------ Dataset entries

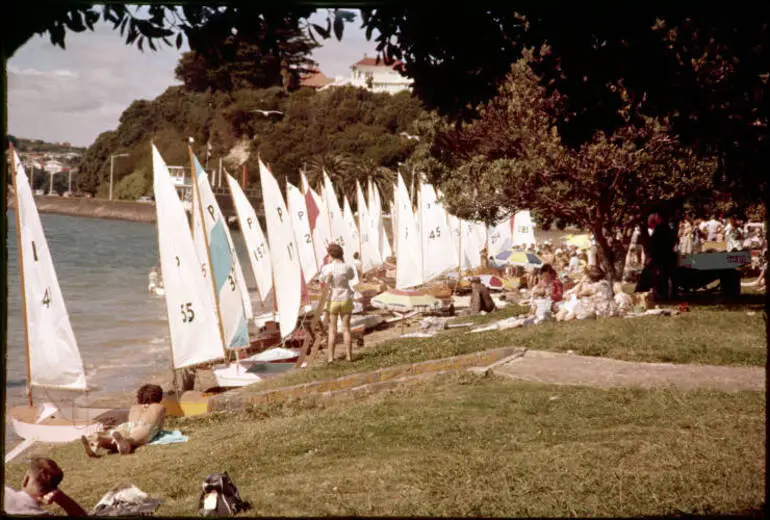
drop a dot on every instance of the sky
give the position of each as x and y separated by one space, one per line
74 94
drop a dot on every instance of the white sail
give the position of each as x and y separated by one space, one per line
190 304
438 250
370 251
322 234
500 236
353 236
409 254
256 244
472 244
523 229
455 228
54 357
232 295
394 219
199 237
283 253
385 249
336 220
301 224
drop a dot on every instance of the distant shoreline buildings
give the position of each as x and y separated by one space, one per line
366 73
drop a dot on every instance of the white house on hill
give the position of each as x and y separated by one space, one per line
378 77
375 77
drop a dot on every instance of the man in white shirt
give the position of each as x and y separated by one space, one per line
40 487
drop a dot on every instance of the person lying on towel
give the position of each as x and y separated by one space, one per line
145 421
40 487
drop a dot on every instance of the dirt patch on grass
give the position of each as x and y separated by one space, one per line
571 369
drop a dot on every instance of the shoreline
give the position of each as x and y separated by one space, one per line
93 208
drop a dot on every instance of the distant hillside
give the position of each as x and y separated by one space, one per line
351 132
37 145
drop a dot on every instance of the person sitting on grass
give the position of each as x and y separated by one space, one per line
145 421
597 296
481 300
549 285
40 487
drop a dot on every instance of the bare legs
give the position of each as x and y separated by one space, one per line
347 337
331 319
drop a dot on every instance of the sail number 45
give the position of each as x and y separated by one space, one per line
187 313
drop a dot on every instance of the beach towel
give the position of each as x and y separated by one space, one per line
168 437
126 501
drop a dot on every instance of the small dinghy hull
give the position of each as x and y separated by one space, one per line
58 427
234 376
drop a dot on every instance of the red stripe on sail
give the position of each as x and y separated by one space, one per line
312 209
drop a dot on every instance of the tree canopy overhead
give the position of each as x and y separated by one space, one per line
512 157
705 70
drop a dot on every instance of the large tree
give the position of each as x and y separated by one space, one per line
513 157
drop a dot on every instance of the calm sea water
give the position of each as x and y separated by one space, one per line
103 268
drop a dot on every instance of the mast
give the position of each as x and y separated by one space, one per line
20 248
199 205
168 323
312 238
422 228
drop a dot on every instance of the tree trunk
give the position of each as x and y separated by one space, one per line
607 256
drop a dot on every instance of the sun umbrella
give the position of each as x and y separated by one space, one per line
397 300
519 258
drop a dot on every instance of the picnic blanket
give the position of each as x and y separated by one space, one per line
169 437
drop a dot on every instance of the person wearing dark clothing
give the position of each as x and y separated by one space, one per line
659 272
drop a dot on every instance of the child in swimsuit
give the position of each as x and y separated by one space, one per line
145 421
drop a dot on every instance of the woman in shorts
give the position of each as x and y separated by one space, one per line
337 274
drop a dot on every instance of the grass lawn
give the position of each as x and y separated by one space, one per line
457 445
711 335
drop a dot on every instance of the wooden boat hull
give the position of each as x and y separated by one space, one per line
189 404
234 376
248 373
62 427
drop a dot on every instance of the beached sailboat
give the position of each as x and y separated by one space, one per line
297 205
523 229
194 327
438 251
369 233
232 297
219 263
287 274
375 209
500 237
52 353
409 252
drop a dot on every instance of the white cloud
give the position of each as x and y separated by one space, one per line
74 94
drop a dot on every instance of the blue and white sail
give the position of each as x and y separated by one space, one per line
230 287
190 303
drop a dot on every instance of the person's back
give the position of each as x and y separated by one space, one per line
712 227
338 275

------------
------ Dataset entries

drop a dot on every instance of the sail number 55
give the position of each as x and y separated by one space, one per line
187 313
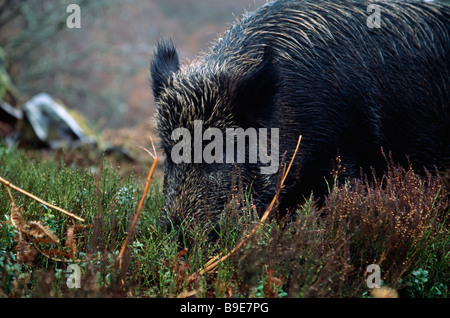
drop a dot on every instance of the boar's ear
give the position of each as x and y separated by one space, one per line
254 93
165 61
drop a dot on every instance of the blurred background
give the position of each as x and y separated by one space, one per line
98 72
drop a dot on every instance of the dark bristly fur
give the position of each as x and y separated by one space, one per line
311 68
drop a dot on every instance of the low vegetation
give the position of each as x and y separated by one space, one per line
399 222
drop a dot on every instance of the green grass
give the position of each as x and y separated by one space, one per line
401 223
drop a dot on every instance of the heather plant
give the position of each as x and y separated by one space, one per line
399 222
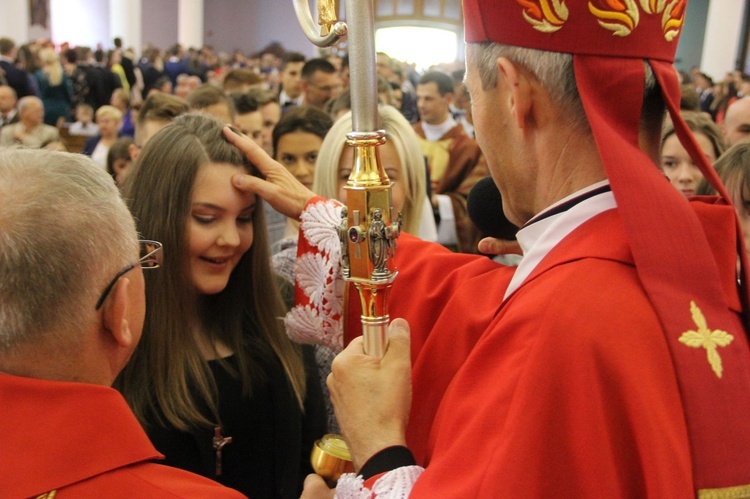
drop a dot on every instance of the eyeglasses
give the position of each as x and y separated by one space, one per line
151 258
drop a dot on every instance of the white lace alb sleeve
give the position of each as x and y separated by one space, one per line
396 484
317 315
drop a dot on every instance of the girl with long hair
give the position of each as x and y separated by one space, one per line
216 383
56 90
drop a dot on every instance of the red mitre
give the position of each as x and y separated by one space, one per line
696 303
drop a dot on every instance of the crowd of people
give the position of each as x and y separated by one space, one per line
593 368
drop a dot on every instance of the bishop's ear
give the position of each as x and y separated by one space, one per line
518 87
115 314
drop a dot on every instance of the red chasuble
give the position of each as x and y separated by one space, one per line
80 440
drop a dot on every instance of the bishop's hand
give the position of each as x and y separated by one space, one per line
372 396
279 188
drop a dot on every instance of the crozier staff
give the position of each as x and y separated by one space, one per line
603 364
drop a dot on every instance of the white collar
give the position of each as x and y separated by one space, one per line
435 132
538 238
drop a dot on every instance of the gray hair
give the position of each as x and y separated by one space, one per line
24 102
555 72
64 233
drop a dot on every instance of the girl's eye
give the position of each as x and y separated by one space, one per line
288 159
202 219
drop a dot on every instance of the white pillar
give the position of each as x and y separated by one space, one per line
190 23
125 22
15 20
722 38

------------
------ Dataset entries

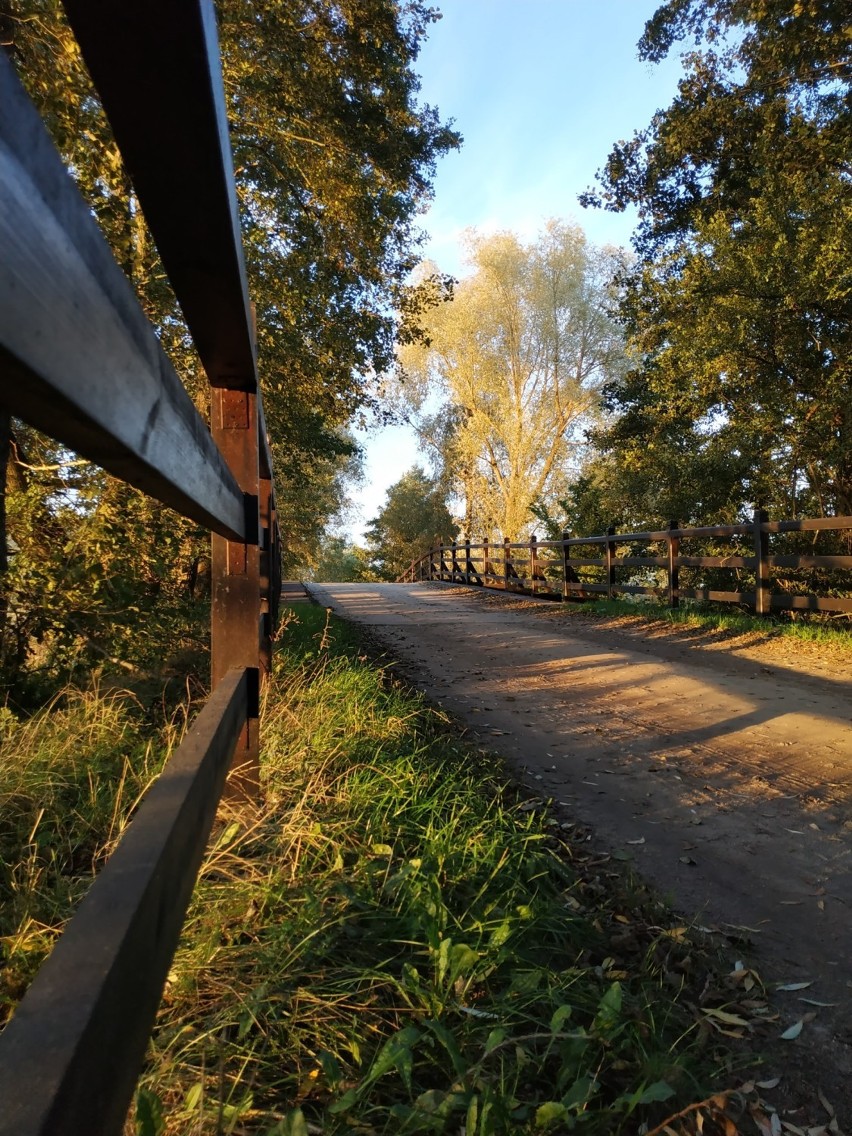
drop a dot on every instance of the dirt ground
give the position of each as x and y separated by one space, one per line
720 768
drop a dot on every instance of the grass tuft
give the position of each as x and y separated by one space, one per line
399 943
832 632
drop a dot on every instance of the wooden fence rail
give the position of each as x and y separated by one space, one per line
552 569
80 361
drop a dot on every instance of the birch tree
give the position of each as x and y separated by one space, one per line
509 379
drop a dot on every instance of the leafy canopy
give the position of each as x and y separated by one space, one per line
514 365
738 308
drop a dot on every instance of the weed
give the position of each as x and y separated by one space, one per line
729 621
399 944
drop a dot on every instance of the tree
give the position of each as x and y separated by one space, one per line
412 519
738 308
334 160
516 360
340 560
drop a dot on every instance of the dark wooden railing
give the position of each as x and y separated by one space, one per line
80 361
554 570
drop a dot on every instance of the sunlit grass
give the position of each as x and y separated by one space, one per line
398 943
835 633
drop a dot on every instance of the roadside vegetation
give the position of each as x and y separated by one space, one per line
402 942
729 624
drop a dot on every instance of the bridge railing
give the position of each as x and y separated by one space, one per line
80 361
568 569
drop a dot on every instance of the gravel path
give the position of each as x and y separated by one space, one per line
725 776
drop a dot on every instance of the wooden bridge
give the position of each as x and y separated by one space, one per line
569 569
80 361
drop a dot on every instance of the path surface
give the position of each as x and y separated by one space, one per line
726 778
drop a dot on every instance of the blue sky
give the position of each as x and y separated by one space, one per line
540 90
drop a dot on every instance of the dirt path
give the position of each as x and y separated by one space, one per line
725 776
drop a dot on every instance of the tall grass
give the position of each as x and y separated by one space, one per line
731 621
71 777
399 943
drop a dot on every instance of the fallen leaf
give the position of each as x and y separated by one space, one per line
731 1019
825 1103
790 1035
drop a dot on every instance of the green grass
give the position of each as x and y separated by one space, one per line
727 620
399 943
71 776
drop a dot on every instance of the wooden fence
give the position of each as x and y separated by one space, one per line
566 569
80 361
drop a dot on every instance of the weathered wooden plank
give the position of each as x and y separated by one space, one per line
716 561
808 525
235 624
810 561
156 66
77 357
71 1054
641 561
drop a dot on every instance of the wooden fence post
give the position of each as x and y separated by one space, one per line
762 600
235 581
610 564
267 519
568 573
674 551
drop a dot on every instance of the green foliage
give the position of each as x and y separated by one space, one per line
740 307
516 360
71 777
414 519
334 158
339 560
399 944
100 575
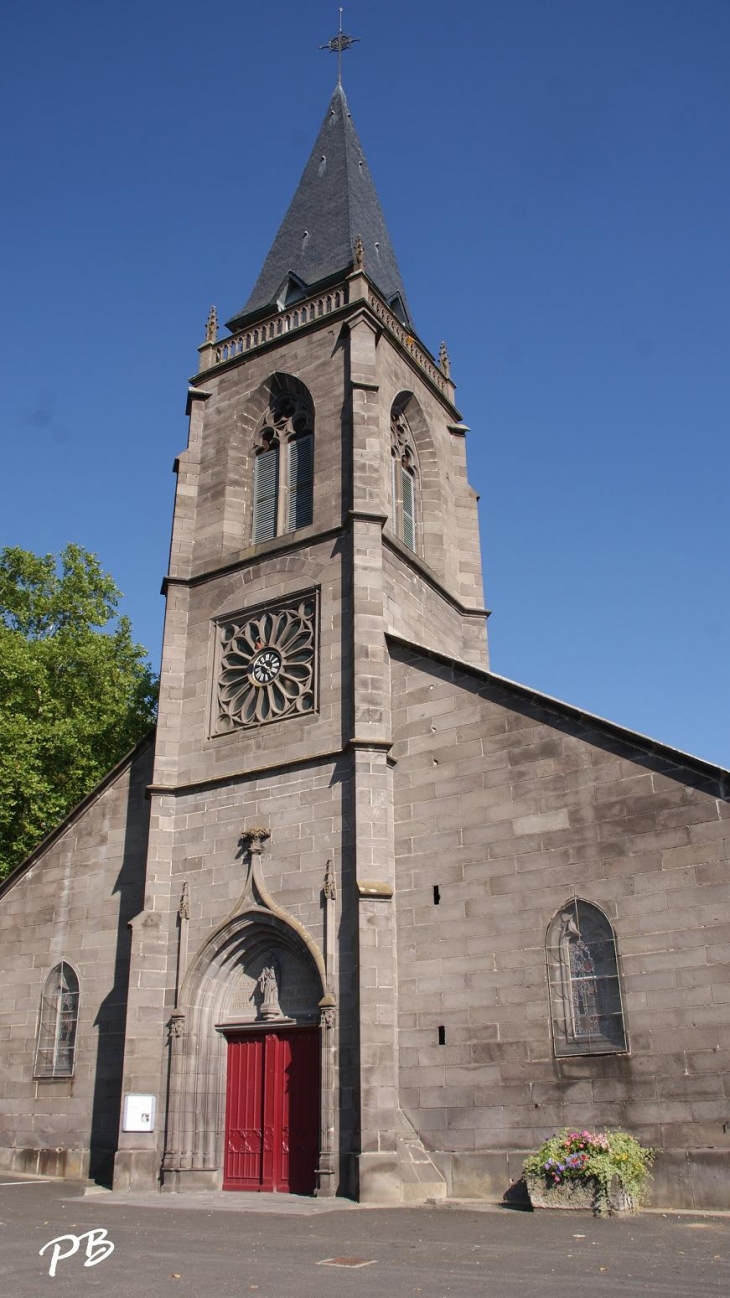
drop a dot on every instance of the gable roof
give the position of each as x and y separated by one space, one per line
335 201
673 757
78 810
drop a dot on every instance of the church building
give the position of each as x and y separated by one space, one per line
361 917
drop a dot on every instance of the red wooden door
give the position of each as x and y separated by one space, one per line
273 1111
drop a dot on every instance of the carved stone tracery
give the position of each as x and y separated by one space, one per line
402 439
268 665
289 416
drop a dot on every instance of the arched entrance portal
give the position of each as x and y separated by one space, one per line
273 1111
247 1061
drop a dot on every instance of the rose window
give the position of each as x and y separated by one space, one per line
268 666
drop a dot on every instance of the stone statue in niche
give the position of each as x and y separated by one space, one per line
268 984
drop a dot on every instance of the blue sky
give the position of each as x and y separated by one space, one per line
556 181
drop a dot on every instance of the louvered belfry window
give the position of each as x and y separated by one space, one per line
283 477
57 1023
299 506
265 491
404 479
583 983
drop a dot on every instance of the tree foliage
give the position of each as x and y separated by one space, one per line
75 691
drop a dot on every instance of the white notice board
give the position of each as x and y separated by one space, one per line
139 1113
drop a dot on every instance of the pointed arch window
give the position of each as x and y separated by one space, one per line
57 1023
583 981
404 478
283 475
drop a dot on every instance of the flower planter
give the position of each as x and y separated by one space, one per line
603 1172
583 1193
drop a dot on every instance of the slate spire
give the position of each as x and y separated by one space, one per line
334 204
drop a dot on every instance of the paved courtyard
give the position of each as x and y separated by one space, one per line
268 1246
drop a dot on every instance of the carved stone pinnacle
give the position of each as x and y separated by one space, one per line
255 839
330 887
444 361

------------

» Exercise requirements:
Reproduce verbatim the lines above, from the line with "drop a dot on every instance of the sky" through the line with "drop a dot on every instance of the white sail".

» Result of this exercise:
drop a dot on every instance of the sky
give the position of each as x and y separated by one space, one per line
74 94
drop a dot on every instance of the white sail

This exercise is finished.